* [Point localization data]:
════════════════════
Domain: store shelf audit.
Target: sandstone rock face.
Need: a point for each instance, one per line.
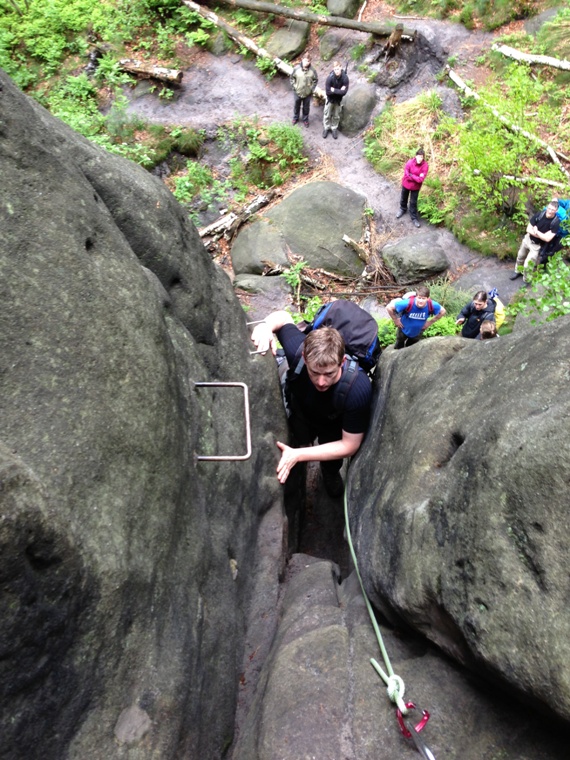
(416, 257)
(309, 223)
(460, 499)
(125, 563)
(318, 695)
(290, 41)
(358, 106)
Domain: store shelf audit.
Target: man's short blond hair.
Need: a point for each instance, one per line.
(323, 347)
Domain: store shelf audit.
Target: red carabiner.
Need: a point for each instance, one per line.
(414, 733)
(418, 727)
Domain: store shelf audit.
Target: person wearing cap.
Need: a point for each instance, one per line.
(415, 172)
(303, 80)
(336, 88)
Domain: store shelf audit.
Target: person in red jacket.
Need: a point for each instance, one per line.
(415, 172)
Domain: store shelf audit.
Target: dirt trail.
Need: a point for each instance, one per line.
(216, 90)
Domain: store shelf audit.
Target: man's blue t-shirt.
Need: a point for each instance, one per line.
(414, 320)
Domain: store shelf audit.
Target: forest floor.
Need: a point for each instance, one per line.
(218, 89)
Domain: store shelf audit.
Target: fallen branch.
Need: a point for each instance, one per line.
(174, 76)
(249, 44)
(228, 224)
(379, 29)
(539, 180)
(554, 154)
(543, 60)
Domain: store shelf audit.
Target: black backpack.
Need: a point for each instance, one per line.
(360, 334)
(357, 327)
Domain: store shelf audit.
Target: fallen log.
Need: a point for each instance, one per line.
(377, 28)
(228, 224)
(554, 154)
(530, 180)
(173, 76)
(246, 42)
(543, 60)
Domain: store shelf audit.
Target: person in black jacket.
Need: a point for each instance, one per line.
(336, 88)
(477, 311)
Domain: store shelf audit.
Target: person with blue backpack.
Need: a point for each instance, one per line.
(328, 393)
(412, 315)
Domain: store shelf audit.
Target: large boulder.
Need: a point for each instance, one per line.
(319, 697)
(459, 498)
(309, 223)
(290, 40)
(358, 106)
(126, 563)
(416, 257)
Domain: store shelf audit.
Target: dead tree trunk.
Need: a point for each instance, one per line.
(554, 154)
(379, 29)
(241, 39)
(173, 76)
(545, 60)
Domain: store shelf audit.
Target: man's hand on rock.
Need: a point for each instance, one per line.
(263, 338)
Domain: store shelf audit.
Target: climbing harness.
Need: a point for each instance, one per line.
(394, 684)
(235, 457)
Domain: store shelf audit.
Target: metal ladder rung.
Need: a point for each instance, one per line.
(238, 457)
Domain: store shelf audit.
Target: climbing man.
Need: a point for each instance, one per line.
(312, 401)
(542, 228)
(336, 87)
(303, 80)
(413, 315)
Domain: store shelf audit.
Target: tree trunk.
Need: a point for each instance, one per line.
(149, 70)
(241, 39)
(379, 29)
(513, 127)
(526, 58)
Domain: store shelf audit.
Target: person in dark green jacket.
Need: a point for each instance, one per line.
(303, 80)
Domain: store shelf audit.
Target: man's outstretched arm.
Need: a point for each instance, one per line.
(263, 334)
(347, 446)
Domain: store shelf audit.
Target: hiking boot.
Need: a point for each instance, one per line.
(333, 483)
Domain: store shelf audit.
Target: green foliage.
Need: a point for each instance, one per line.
(292, 277)
(264, 157)
(549, 295)
(358, 51)
(267, 67)
(199, 180)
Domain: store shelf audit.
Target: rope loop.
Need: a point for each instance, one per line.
(396, 688)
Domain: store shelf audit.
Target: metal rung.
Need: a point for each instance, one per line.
(240, 457)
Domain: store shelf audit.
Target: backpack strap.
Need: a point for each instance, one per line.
(350, 370)
(410, 305)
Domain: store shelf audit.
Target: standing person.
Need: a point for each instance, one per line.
(542, 228)
(314, 413)
(336, 88)
(303, 80)
(415, 172)
(477, 311)
(413, 315)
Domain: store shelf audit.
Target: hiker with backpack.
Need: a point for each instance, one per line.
(413, 314)
(542, 228)
(477, 311)
(328, 394)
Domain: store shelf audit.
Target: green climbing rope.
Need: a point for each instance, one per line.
(394, 684)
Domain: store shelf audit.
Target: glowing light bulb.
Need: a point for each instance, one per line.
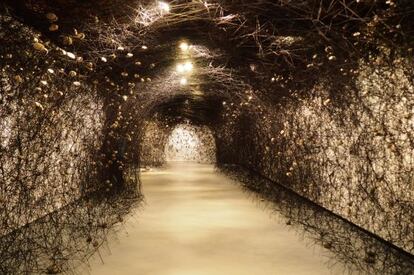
(164, 7)
(188, 66)
(185, 68)
(184, 46)
(180, 68)
(183, 81)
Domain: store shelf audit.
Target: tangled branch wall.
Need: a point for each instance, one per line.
(352, 154)
(50, 129)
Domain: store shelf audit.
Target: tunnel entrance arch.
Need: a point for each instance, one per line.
(188, 142)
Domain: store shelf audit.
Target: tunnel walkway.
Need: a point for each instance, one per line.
(197, 221)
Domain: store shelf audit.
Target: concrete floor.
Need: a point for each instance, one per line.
(196, 221)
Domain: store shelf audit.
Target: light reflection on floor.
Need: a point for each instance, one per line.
(197, 222)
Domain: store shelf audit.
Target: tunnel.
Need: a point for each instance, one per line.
(206, 137)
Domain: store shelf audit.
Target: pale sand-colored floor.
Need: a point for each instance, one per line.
(196, 221)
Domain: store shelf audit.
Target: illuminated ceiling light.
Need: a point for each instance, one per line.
(164, 7)
(185, 68)
(188, 66)
(180, 68)
(184, 46)
(183, 81)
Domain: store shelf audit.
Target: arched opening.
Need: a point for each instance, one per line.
(190, 143)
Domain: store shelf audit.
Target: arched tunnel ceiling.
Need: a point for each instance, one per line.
(270, 48)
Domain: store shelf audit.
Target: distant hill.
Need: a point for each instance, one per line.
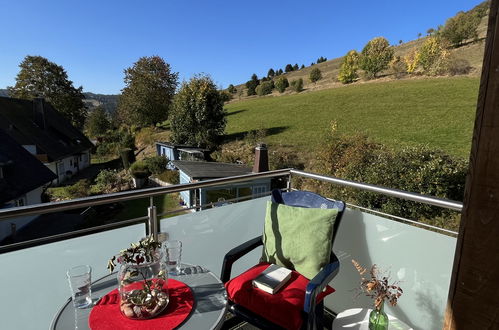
(472, 52)
(109, 102)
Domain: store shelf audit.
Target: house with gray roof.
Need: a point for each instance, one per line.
(194, 171)
(22, 181)
(46, 134)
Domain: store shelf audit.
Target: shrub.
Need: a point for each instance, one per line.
(297, 85)
(315, 75)
(429, 53)
(156, 164)
(398, 67)
(281, 84)
(461, 27)
(416, 169)
(265, 88)
(139, 170)
(226, 96)
(375, 56)
(349, 67)
(457, 66)
(108, 181)
(411, 61)
(78, 190)
(251, 85)
(169, 176)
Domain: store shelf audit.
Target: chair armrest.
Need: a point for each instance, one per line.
(237, 253)
(319, 282)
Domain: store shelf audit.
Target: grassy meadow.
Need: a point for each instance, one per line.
(438, 112)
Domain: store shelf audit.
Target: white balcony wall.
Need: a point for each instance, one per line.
(33, 282)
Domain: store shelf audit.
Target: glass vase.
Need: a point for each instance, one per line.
(378, 320)
(143, 288)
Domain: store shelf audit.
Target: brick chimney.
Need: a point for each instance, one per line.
(39, 112)
(261, 159)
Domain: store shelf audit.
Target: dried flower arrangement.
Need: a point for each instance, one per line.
(141, 280)
(377, 286)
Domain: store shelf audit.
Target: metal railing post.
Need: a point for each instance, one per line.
(152, 222)
(288, 186)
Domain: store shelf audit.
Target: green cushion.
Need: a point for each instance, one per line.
(298, 238)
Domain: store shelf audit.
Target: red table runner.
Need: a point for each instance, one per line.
(106, 315)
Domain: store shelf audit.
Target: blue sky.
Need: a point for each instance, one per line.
(230, 40)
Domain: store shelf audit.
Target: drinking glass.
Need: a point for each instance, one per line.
(79, 278)
(173, 252)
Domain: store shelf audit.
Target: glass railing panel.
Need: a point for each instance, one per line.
(208, 235)
(33, 281)
(420, 259)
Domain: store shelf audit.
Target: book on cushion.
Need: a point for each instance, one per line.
(272, 278)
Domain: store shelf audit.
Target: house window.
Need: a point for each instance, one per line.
(257, 190)
(60, 168)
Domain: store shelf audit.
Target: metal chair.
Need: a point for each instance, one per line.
(312, 314)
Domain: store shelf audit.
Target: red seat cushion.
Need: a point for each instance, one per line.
(284, 308)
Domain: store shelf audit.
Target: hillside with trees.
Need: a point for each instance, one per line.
(454, 48)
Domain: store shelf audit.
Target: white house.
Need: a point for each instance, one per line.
(46, 134)
(22, 180)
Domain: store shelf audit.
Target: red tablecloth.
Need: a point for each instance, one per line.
(106, 315)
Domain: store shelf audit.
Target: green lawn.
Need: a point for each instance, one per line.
(439, 112)
(138, 208)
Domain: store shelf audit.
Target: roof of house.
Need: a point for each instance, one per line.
(58, 139)
(22, 172)
(210, 170)
(181, 146)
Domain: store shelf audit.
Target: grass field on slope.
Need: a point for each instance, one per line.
(438, 112)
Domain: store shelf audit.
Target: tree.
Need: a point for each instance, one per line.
(433, 56)
(315, 75)
(148, 94)
(198, 117)
(349, 67)
(281, 84)
(265, 88)
(251, 85)
(321, 59)
(39, 77)
(375, 56)
(297, 85)
(97, 122)
(461, 27)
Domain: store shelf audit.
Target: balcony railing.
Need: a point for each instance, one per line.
(32, 280)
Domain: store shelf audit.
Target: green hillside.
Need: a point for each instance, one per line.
(438, 112)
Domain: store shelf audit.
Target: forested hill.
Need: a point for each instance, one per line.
(109, 102)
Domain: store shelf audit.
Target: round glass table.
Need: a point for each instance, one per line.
(209, 296)
(358, 319)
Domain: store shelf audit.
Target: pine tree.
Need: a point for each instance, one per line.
(148, 94)
(39, 77)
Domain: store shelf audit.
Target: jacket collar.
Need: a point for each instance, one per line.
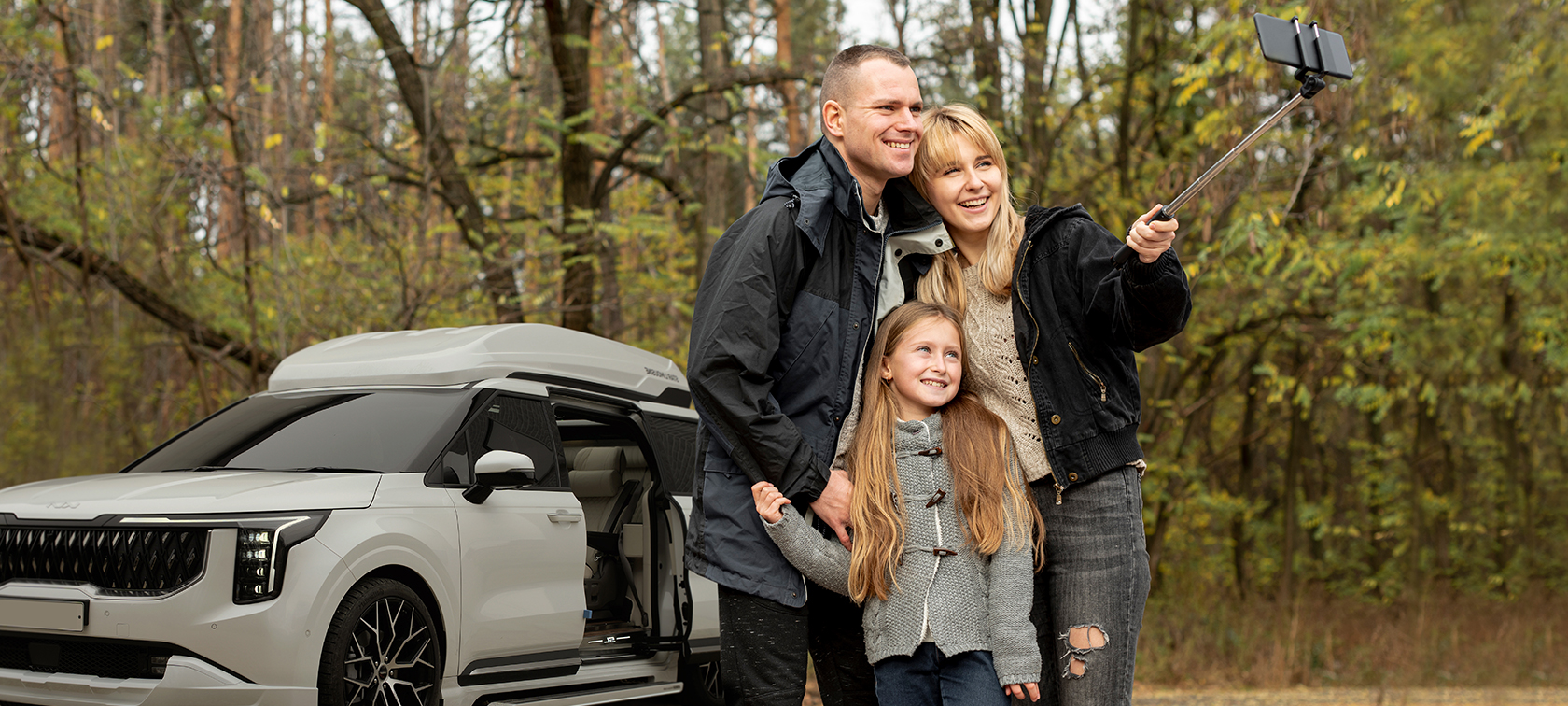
════════════════════
* [WHAT YOU ARE ASKED TO DO]: Gather every line from the entries above where the word "blue" appears, and copy them.

* [REPLY TO THE TASK]:
Target: man's blue t-shirt.
Target: person with blue backpack.
Target: blue sky.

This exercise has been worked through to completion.